▸ The exercise: Using the entries below, output exactly the line containing "Can you find the white cloud" and all lines that follow it to the end.

▸ Records for this task:

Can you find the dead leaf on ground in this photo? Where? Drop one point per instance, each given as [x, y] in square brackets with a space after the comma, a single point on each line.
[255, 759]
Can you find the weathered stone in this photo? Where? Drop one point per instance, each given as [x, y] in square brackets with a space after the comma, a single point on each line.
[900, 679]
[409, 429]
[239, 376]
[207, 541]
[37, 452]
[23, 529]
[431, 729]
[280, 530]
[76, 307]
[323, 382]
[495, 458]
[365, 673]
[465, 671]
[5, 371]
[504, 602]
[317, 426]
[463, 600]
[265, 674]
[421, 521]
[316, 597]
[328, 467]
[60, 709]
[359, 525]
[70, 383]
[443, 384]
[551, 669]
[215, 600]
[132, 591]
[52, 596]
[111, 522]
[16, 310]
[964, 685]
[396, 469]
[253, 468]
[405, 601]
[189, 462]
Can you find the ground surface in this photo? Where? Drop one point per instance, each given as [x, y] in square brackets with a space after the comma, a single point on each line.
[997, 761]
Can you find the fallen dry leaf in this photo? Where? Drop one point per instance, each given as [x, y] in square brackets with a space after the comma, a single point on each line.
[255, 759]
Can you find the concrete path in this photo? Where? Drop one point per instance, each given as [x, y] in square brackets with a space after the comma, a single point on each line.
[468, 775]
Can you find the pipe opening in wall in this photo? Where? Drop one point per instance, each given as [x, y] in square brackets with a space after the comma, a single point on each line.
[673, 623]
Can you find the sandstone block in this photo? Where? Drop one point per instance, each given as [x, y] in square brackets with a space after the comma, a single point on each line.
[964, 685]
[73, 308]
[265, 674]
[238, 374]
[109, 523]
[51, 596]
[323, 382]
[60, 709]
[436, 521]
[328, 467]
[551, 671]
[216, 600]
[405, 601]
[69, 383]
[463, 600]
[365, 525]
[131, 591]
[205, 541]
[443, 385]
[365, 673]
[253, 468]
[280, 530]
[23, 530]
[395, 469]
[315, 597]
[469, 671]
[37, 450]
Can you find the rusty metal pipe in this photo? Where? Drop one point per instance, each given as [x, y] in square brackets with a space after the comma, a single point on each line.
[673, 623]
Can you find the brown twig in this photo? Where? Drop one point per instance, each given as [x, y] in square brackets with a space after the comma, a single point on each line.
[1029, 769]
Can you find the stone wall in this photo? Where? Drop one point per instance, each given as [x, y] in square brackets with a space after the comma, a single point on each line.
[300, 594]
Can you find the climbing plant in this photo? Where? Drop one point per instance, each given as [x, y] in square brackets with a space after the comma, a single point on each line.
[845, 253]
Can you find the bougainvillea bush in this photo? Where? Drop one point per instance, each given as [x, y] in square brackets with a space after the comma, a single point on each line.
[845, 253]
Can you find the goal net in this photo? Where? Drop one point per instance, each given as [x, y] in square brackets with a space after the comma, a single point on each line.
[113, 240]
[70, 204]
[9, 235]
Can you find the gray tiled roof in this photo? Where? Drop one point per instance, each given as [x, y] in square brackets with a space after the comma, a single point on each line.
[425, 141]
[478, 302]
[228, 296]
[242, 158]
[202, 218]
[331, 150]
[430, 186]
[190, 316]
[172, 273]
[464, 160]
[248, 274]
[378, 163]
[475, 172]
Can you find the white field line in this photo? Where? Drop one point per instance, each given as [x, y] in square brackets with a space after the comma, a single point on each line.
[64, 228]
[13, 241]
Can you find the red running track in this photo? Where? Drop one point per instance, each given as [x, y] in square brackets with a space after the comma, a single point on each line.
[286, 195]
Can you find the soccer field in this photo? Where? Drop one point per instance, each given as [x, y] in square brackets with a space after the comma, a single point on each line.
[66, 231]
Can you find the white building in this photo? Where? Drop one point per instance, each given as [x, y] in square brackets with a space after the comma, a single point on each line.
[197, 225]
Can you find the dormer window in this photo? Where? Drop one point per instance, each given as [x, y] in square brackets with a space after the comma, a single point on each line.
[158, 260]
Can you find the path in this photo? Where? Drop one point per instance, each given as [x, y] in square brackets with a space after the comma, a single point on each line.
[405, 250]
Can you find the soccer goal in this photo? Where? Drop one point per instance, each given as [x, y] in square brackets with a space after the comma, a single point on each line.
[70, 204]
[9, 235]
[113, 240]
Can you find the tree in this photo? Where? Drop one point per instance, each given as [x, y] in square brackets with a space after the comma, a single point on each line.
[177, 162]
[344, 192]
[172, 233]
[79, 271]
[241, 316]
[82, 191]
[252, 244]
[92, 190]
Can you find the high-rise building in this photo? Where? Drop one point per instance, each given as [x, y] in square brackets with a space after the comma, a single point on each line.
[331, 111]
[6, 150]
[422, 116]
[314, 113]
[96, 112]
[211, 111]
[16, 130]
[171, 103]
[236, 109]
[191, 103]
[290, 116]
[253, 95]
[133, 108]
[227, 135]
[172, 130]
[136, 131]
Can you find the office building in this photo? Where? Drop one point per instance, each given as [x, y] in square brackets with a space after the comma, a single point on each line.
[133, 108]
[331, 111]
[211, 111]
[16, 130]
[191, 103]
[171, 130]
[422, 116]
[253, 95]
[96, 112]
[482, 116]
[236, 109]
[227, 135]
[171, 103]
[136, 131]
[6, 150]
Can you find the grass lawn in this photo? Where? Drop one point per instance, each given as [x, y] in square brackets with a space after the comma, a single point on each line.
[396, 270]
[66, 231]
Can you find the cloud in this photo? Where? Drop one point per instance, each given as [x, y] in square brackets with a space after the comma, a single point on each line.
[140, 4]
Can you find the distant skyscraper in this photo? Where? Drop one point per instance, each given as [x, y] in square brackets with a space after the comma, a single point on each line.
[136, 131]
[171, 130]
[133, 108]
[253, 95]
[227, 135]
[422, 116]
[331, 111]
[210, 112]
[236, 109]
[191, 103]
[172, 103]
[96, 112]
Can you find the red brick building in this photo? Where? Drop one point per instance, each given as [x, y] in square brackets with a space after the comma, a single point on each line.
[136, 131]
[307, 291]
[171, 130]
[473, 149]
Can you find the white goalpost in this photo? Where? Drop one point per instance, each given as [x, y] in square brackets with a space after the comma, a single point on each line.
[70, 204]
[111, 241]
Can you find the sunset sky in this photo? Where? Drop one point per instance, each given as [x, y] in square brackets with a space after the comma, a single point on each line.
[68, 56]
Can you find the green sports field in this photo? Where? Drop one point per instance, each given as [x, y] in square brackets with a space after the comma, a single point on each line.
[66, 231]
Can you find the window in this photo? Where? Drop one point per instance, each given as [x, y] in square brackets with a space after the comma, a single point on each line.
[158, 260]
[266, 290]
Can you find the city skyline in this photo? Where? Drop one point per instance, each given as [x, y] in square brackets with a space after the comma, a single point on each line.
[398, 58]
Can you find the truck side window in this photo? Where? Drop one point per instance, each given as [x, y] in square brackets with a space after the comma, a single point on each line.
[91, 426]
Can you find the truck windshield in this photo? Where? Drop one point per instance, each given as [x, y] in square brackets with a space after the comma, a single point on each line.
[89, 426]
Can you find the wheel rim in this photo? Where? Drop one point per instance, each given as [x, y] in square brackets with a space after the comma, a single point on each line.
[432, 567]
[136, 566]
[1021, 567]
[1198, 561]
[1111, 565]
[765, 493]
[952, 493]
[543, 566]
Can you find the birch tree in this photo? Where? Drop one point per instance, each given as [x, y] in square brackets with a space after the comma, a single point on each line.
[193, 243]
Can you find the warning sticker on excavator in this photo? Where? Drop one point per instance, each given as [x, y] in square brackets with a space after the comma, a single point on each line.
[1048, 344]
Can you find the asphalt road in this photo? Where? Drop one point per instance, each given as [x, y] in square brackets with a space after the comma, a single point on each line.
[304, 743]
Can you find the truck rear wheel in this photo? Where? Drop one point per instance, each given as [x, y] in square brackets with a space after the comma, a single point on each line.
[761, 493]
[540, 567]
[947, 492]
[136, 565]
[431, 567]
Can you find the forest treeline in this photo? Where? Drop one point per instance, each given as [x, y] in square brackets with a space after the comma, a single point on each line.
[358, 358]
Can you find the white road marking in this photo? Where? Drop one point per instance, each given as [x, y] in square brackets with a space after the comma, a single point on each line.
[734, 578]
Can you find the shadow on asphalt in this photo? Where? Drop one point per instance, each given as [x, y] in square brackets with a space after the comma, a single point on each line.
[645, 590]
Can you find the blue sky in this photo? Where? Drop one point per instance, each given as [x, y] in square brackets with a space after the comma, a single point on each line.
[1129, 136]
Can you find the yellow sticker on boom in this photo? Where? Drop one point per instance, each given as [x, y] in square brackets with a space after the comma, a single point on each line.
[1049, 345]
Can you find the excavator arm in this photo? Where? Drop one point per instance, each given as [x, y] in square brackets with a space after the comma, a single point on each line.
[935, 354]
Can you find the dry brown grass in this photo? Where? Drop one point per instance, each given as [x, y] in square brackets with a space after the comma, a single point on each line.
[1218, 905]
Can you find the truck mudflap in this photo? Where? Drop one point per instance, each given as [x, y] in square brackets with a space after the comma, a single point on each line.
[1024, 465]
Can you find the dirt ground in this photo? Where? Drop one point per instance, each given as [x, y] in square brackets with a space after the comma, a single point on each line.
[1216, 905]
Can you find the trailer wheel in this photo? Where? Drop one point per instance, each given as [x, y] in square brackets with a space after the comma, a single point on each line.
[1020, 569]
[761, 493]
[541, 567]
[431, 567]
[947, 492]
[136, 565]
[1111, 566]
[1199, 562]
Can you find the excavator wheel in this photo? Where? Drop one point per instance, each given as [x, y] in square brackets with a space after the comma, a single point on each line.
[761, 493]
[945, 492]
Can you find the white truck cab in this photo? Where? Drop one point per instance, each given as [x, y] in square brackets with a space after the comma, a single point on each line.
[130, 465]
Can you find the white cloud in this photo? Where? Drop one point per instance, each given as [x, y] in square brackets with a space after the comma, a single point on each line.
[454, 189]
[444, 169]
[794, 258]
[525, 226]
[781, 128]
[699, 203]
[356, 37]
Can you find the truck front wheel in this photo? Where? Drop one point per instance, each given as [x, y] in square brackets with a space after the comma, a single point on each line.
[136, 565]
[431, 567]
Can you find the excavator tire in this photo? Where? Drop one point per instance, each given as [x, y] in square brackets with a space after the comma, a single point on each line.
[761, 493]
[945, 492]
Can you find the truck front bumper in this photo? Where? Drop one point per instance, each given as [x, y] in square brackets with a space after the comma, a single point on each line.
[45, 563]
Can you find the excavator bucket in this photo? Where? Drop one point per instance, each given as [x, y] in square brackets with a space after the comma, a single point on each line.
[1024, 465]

▸ Completed task:
Can you find the white cloud in this photo? Where? Drop one point per instance, each given as [x, y] in square brackets with a space after the comma, a single point on each line.
[454, 189]
[444, 169]
[794, 258]
[525, 226]
[781, 128]
[699, 203]
[356, 37]
Can you find the truck front wheel in this photo? Where? Drop one point per instance, each given as [x, y] in square brackets with a space after the comma, a single point on each line.
[136, 565]
[431, 567]
Can you find the excavator tire in this photo? Where? Drop one point per instance, each given as [x, y] in square brackets with a space after the comma, a single point on each line.
[761, 493]
[945, 492]
Can you find the truck front bumper in this photo? Where? Drop one point per instance, each given as [x, y] in square brackets with a space after the comma, a single point on each line.
[45, 563]
Can you find the excavator bucket in this photo? Where? Drop one point per instance, each given as [x, y] in square brackets with a space after the comma, a single point on each line.
[1024, 465]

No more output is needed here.